***** INFORMATION SHOWN *****

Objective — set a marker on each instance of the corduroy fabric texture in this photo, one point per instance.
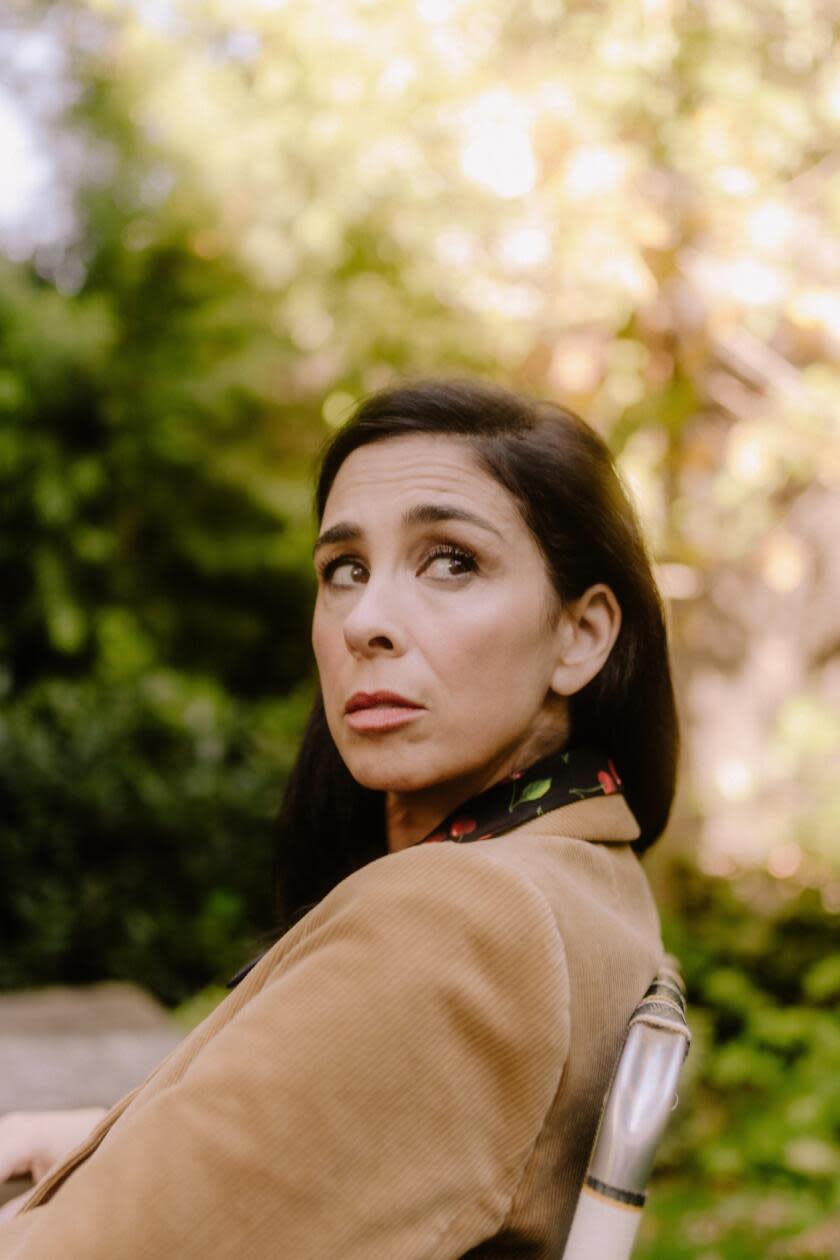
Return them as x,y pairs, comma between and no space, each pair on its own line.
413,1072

*****
***** INFORMATION SHOWN *****

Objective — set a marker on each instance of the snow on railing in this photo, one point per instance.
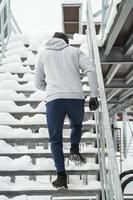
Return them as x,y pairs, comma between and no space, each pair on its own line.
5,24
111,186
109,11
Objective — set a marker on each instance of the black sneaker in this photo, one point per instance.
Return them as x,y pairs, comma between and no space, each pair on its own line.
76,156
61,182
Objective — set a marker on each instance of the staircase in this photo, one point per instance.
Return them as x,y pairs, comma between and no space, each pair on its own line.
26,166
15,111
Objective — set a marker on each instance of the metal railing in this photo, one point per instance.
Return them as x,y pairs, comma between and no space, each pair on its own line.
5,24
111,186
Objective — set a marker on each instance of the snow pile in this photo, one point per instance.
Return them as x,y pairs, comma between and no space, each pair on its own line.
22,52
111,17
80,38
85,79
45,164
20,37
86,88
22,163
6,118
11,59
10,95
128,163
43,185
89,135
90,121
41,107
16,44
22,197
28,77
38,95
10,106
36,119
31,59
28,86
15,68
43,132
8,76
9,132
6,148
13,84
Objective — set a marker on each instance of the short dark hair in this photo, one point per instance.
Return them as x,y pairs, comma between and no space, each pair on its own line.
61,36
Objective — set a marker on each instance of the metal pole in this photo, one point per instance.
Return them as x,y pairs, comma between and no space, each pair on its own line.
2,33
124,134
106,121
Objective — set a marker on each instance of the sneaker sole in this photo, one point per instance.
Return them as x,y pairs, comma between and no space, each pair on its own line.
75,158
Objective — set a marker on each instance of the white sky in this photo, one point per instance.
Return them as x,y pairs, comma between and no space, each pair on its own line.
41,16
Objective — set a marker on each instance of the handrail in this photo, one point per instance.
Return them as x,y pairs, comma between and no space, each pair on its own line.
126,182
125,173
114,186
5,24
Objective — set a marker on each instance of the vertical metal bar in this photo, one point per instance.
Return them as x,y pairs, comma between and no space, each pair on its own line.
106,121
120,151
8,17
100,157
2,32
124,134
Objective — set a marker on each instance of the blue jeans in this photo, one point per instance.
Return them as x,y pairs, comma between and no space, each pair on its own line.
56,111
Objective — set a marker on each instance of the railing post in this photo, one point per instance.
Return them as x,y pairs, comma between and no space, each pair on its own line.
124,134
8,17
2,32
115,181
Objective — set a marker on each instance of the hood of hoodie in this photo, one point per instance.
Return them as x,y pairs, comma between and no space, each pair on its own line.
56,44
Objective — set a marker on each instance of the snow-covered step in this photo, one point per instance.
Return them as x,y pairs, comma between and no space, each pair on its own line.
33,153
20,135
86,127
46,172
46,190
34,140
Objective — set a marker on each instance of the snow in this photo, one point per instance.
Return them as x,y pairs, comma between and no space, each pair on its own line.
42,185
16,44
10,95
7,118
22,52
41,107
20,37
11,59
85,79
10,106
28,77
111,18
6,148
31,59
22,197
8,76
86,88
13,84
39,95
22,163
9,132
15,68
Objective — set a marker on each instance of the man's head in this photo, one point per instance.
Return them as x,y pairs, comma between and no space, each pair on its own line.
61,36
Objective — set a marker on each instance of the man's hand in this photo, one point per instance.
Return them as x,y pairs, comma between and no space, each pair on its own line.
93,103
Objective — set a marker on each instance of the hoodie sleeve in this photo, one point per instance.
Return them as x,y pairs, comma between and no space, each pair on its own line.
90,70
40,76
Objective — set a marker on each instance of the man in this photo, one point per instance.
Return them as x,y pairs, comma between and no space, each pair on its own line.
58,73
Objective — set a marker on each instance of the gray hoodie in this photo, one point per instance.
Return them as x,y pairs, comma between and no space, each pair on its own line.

*****

- _TASK STATEMENT_
Extract every line of the listing above that contains the string "metal". Matching is case-sensitive.

- _PROBLEM SOLUTION_
Objective — set a marker on each instance of the metal railing in this photo, one point per instance.
Objective — set a marker on each instance of the metal pole in this photo, one point per instance.
Objective — set a marker on each instance of the vertical metal bar in this photo, one point per instance.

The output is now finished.